▶ **Exercise prompt**
Everything from the line containing "Expected: for every instance of the blurred" to the end of the records must be restated word for word, and nothing else.
════
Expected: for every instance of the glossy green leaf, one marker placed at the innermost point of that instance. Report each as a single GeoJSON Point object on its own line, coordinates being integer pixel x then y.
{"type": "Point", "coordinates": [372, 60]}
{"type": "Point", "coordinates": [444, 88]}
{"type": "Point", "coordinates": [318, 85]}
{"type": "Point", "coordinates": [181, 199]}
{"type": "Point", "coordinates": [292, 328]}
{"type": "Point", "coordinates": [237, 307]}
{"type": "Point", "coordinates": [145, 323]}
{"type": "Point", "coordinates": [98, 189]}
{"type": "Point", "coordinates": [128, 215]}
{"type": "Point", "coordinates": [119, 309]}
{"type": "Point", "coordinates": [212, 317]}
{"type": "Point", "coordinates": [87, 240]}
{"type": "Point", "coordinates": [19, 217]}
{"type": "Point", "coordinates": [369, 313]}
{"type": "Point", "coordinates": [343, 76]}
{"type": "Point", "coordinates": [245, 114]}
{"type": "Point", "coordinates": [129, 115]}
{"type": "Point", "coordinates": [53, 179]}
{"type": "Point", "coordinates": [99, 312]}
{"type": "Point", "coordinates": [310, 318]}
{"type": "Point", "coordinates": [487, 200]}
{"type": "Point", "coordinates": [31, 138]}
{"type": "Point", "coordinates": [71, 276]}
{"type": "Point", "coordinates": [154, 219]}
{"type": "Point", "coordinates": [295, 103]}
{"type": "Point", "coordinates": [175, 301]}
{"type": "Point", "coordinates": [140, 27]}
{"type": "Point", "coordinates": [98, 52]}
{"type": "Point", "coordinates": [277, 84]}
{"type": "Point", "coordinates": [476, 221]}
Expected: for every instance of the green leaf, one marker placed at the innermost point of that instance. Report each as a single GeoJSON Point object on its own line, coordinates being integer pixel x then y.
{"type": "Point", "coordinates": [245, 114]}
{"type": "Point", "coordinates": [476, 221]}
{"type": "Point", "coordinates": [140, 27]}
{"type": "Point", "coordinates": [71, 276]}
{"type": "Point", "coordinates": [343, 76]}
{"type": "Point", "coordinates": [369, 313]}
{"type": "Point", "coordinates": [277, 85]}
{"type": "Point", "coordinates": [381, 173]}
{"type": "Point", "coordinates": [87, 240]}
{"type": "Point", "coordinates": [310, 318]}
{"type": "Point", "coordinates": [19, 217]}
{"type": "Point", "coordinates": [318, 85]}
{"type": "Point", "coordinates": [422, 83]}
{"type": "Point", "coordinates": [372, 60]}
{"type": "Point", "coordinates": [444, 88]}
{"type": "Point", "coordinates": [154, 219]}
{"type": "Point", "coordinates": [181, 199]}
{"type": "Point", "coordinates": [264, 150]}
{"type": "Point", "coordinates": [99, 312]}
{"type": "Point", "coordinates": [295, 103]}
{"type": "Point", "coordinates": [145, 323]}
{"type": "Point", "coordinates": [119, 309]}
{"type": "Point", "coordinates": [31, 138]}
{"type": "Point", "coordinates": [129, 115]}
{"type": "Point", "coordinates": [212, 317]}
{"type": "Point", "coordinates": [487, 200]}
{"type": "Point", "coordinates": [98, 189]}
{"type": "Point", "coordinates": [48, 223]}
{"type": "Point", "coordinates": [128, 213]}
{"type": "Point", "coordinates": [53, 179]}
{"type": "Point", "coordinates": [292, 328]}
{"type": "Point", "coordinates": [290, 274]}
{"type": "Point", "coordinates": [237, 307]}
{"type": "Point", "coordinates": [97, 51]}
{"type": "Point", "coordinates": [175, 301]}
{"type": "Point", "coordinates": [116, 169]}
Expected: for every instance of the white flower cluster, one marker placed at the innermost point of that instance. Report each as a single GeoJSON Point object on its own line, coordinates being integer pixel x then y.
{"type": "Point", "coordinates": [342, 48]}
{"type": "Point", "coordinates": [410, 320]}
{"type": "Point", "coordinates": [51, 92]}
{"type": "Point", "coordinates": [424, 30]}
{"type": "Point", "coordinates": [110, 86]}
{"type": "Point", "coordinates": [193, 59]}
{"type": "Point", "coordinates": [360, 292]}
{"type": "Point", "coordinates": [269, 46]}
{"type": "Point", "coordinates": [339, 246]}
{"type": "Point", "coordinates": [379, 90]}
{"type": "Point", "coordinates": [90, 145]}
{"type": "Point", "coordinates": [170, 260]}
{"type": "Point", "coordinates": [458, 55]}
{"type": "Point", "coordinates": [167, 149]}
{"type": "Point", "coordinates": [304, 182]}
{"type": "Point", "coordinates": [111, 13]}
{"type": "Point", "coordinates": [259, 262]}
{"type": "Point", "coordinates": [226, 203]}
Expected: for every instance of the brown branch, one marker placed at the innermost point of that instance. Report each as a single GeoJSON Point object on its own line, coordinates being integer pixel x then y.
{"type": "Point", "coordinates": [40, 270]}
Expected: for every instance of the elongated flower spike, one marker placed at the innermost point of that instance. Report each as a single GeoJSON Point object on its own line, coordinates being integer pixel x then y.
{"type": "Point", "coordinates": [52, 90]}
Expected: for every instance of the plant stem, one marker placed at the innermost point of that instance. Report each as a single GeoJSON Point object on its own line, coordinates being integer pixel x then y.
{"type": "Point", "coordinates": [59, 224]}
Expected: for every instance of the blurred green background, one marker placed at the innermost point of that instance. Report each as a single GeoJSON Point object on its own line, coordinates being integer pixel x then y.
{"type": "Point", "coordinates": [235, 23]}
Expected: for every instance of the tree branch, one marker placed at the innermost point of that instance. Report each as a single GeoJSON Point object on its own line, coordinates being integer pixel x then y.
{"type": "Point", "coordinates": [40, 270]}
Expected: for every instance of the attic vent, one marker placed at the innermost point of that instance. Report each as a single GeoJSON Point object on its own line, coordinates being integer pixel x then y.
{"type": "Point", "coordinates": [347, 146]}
════
▶ **Solution for this task**
Expected: for every instance of the blurred green background, one marker placed at the innermost point of that instance. Report each as a single GeoJSON Point object on its own line, coordinates being integer pixel x then y.
{"type": "Point", "coordinates": [235, 23]}
Expected: for every instance of the tree branch, one marker placed at the innermost point of that instance. Report each as a single GeoJSON Point object on its own line, coordinates being integer pixel x then y.
{"type": "Point", "coordinates": [40, 270]}
Expected: for every instance of the attic vent, one marker placed at the innermost point of that instance. Report each as a single GeoJSON Point object on its own line, coordinates being integer pixel x then y.
{"type": "Point", "coordinates": [347, 146]}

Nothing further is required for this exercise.